_Records supplied_
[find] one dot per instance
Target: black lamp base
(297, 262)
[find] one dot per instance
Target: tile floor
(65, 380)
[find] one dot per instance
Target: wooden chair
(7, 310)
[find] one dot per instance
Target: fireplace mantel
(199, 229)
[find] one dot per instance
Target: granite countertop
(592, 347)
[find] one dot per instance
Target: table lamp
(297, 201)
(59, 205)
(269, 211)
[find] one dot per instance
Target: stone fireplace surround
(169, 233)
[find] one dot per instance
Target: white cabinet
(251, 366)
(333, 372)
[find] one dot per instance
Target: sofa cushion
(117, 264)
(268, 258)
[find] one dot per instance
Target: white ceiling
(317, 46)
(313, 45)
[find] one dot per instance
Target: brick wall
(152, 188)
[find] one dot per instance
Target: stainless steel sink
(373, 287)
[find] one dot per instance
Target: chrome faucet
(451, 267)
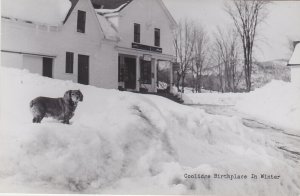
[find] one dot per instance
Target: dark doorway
(47, 67)
(130, 73)
(83, 69)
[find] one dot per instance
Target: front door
(83, 69)
(130, 73)
(47, 67)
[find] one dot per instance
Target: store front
(137, 70)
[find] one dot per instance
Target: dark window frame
(137, 33)
(69, 62)
(81, 21)
(157, 37)
(146, 72)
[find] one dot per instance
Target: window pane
(69, 62)
(81, 21)
(145, 72)
(137, 34)
(157, 37)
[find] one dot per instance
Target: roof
(109, 4)
(295, 59)
(112, 7)
(48, 12)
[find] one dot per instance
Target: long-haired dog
(62, 108)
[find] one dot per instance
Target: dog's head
(74, 95)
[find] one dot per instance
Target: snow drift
(119, 142)
(277, 103)
(212, 98)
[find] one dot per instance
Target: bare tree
(184, 41)
(247, 15)
(227, 51)
(200, 57)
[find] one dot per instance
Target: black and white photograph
(150, 97)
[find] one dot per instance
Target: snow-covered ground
(119, 142)
(276, 103)
(212, 98)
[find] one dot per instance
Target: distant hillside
(264, 72)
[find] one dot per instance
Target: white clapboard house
(294, 63)
(105, 43)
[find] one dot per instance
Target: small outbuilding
(294, 63)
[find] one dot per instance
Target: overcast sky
(282, 23)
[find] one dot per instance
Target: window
(137, 33)
(145, 72)
(81, 21)
(156, 37)
(69, 62)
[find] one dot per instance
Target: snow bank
(52, 12)
(119, 142)
(212, 98)
(277, 103)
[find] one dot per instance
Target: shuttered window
(69, 62)
(156, 37)
(137, 33)
(81, 16)
(145, 72)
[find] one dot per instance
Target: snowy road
(284, 141)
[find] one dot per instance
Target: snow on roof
(109, 4)
(109, 11)
(109, 31)
(52, 12)
(295, 59)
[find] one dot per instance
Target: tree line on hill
(224, 63)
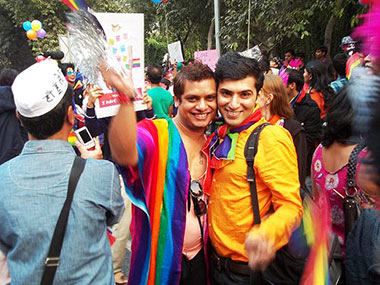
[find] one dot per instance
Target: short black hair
(166, 82)
(323, 49)
(291, 51)
(46, 125)
(65, 66)
(7, 76)
(320, 80)
(154, 73)
(295, 76)
(300, 54)
(192, 72)
(233, 66)
(339, 120)
(339, 63)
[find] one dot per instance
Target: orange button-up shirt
(230, 211)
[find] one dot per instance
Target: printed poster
(125, 36)
(175, 52)
(209, 57)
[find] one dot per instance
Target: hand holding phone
(84, 137)
(85, 154)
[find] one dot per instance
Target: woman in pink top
(330, 161)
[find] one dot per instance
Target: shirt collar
(45, 146)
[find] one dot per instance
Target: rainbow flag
(317, 227)
(158, 190)
(136, 62)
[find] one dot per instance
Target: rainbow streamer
(158, 191)
(317, 227)
(76, 5)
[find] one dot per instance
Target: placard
(125, 36)
(209, 57)
(175, 52)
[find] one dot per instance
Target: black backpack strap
(250, 151)
(52, 260)
(352, 162)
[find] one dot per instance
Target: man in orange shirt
(236, 245)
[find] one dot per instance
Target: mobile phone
(84, 137)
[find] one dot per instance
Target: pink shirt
(193, 237)
(334, 183)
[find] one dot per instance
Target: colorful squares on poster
(136, 62)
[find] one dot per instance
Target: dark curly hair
(233, 66)
(339, 120)
(320, 80)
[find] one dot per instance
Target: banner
(209, 57)
(175, 52)
(125, 35)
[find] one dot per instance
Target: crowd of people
(209, 180)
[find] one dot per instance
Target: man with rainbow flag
(239, 242)
(166, 178)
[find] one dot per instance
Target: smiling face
(197, 106)
(237, 99)
(70, 75)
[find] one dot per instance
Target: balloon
(36, 25)
(32, 35)
(41, 33)
(27, 25)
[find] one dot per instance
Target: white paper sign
(125, 36)
(175, 52)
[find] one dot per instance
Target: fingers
(80, 147)
(85, 153)
(260, 252)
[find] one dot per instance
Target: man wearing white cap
(34, 186)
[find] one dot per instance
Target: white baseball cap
(39, 88)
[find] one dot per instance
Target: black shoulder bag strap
(250, 153)
(351, 207)
(52, 260)
(352, 162)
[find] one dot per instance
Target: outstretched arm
(122, 132)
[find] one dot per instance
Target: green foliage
(276, 24)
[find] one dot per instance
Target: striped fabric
(158, 189)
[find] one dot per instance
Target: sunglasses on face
(196, 192)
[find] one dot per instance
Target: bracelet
(124, 99)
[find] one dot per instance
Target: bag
(52, 260)
(352, 210)
(351, 203)
(285, 268)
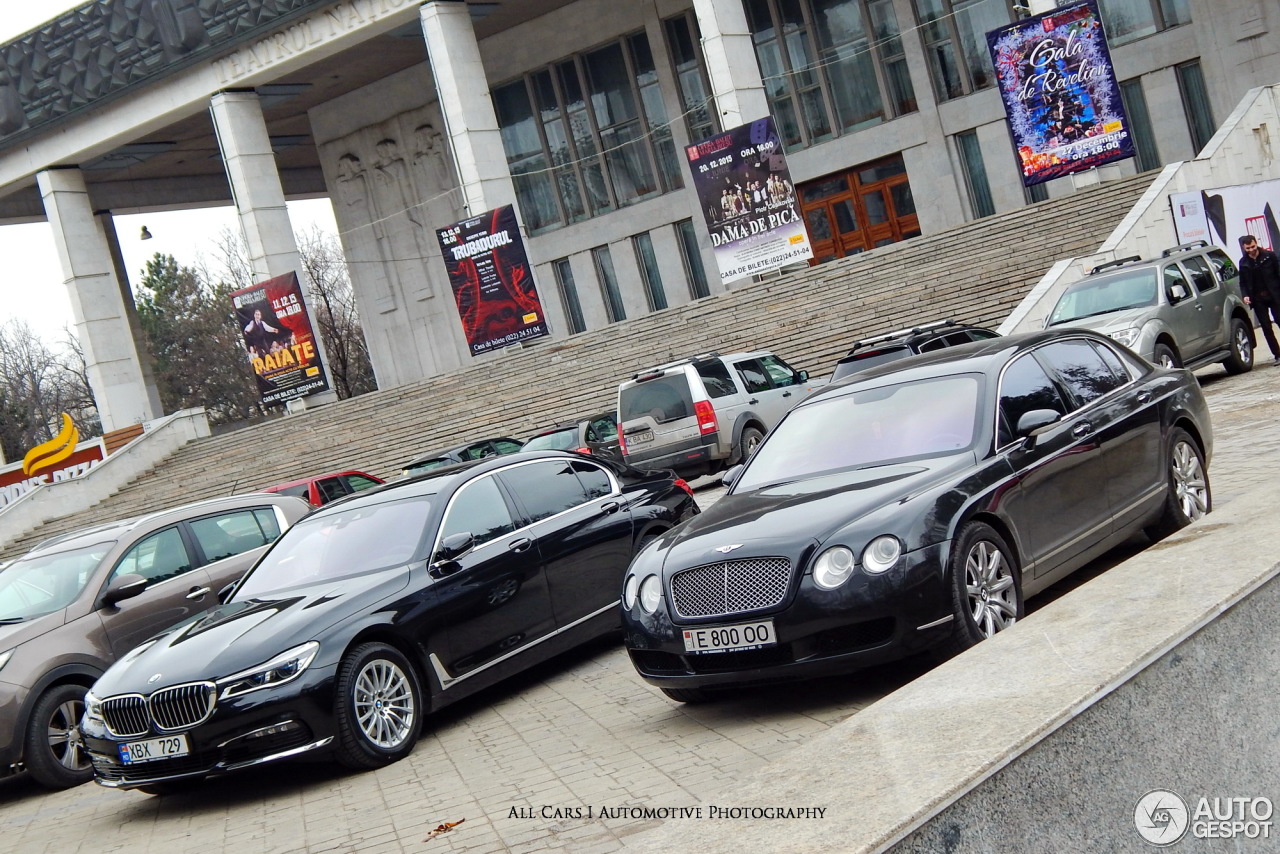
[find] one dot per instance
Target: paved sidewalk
(521, 765)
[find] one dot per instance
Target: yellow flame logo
(50, 453)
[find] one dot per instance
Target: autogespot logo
(1161, 817)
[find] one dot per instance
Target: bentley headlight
(1127, 337)
(283, 668)
(833, 567)
(881, 555)
(650, 593)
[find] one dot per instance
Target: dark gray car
(76, 603)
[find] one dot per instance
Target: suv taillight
(705, 418)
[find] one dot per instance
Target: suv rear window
(666, 398)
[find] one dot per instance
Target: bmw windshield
(1104, 295)
(871, 428)
(40, 584)
(339, 543)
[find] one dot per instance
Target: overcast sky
(32, 287)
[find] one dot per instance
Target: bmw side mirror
(124, 587)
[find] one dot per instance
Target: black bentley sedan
(915, 506)
(378, 610)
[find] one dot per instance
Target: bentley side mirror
(124, 587)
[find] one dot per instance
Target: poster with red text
(492, 282)
(279, 341)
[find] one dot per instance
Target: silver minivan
(707, 412)
(1180, 310)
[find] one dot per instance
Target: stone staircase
(976, 273)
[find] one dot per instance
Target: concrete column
(469, 115)
(731, 62)
(115, 371)
(259, 199)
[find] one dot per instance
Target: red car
(324, 488)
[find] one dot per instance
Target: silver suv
(708, 412)
(1183, 309)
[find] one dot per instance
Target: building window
(608, 283)
(1139, 124)
(588, 135)
(695, 88)
(1200, 120)
(976, 174)
(648, 263)
(1129, 19)
(830, 67)
(693, 259)
(568, 295)
(955, 42)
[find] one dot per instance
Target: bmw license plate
(718, 639)
(152, 749)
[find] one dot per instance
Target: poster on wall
(492, 281)
(748, 200)
(1060, 92)
(278, 339)
(1225, 214)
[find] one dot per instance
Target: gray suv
(1180, 310)
(704, 414)
(76, 603)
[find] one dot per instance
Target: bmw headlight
(833, 567)
(881, 555)
(650, 593)
(1127, 337)
(283, 668)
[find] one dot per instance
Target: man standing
(1260, 281)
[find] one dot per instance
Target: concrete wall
(1240, 153)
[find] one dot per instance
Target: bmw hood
(786, 519)
(238, 635)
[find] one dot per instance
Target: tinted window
(479, 510)
(753, 375)
(156, 558)
(664, 398)
(595, 482)
(228, 534)
(545, 488)
(780, 373)
(1025, 387)
(329, 489)
(716, 379)
(360, 483)
(1201, 275)
(348, 540)
(1080, 369)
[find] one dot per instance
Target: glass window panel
(693, 259)
(568, 293)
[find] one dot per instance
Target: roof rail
(1184, 247)
(899, 333)
(1119, 261)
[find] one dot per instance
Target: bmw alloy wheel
(990, 587)
(384, 703)
(1189, 482)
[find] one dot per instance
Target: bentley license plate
(718, 639)
(152, 749)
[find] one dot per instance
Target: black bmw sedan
(915, 506)
(378, 610)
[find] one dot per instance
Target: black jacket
(1261, 275)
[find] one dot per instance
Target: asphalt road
(530, 765)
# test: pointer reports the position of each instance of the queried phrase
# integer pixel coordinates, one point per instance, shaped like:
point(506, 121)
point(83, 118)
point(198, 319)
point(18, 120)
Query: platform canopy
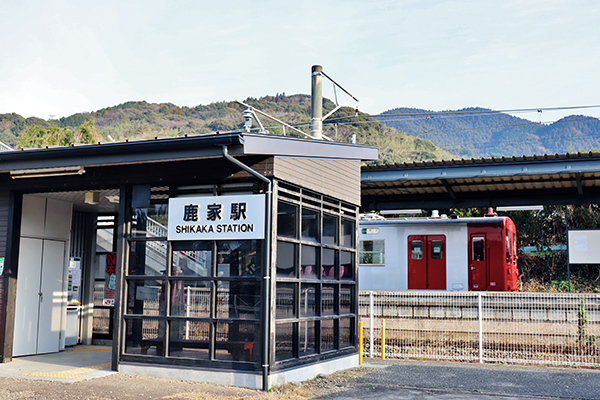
point(485, 182)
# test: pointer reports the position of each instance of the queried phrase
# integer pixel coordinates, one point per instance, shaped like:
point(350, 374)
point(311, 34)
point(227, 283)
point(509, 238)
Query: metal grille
point(535, 328)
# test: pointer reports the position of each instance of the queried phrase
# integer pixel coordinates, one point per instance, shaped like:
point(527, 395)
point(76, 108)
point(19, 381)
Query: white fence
point(536, 328)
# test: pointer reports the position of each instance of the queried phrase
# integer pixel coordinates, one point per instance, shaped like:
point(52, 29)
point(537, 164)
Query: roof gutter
point(266, 263)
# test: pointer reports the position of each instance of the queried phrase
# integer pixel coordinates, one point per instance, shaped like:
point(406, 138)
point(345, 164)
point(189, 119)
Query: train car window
point(515, 248)
point(437, 249)
point(478, 249)
point(507, 247)
point(416, 249)
point(372, 252)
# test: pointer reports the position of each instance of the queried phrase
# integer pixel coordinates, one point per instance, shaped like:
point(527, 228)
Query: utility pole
point(316, 116)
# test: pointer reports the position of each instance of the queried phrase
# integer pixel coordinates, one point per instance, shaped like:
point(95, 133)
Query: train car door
point(477, 262)
point(427, 262)
point(436, 262)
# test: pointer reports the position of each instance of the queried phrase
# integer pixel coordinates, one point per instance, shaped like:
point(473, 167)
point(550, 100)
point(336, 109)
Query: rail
point(530, 328)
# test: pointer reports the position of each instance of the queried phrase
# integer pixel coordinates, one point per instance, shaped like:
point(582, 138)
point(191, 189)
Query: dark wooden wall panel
point(4, 218)
point(4, 201)
point(335, 178)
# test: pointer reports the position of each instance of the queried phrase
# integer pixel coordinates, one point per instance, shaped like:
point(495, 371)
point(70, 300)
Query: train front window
point(416, 249)
point(478, 249)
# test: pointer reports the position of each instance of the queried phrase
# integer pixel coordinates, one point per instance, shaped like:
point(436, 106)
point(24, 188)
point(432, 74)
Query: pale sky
point(61, 57)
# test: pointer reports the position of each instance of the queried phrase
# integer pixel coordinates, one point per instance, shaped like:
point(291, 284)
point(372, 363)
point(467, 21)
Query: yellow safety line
point(70, 374)
point(92, 349)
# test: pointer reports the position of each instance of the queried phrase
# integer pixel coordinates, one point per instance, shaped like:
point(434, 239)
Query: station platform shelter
point(226, 258)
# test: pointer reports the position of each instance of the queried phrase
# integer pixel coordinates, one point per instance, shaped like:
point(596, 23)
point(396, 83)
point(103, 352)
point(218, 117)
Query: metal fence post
point(383, 338)
point(370, 324)
point(360, 343)
point(480, 313)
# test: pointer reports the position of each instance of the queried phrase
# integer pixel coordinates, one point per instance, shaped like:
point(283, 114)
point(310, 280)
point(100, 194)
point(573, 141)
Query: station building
point(227, 258)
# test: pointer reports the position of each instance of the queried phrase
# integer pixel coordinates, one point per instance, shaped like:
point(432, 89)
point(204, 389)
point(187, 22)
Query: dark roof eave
point(120, 152)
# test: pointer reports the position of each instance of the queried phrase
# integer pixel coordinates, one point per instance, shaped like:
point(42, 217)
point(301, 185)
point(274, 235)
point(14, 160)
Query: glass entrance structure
point(233, 257)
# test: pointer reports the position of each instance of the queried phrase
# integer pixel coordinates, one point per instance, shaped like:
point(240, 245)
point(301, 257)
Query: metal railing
point(533, 328)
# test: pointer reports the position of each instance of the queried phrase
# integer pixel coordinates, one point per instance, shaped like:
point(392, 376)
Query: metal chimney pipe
point(316, 116)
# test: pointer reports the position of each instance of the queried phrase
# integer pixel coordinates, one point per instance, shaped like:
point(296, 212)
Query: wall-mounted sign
point(236, 217)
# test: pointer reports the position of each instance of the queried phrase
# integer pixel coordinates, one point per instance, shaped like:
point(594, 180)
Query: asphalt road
point(444, 380)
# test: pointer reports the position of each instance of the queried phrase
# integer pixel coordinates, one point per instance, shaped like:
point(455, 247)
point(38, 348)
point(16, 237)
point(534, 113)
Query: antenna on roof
point(4, 146)
point(251, 112)
point(316, 117)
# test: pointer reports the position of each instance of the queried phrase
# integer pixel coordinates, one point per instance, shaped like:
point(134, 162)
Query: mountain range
point(480, 132)
point(402, 134)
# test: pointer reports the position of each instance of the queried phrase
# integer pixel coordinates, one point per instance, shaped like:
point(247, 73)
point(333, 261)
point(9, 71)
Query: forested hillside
point(147, 120)
point(479, 132)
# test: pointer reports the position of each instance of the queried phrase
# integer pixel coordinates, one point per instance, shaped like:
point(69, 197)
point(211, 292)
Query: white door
point(52, 297)
point(39, 305)
point(27, 303)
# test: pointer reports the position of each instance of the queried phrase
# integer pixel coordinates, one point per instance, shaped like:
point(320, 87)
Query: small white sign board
point(584, 246)
point(238, 217)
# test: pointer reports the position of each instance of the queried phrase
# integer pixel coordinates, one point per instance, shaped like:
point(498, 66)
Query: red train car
point(438, 254)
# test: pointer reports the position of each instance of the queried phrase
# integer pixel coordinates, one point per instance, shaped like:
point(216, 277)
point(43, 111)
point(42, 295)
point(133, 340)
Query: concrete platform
point(71, 365)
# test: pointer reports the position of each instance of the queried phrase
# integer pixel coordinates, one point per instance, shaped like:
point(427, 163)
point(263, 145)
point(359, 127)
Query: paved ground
point(72, 365)
point(67, 375)
point(445, 380)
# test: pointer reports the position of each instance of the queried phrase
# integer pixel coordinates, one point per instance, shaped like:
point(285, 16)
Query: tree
point(37, 136)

_Work order_
Lines wanted from the listing above: the line with "point(291, 284)" up to and including the line with "point(218, 117)". Please write them out exactly, adding nothing else.

_Response area_
point(291, 284)
point(372, 363)
point(467, 21)
Query: yellow safety line
point(70, 374)
point(92, 349)
# test: pointer reports the position of each instance of the queried phrase
# integer pixel coordinates, one point per instance, shaped like:
point(434, 239)
Query: station platform shelter
point(226, 258)
# test: pointer reports the position of each instance of the queried phrase
# integer pixel coordinates, one point per instance, shaped like:
point(596, 23)
point(396, 83)
point(103, 352)
point(218, 117)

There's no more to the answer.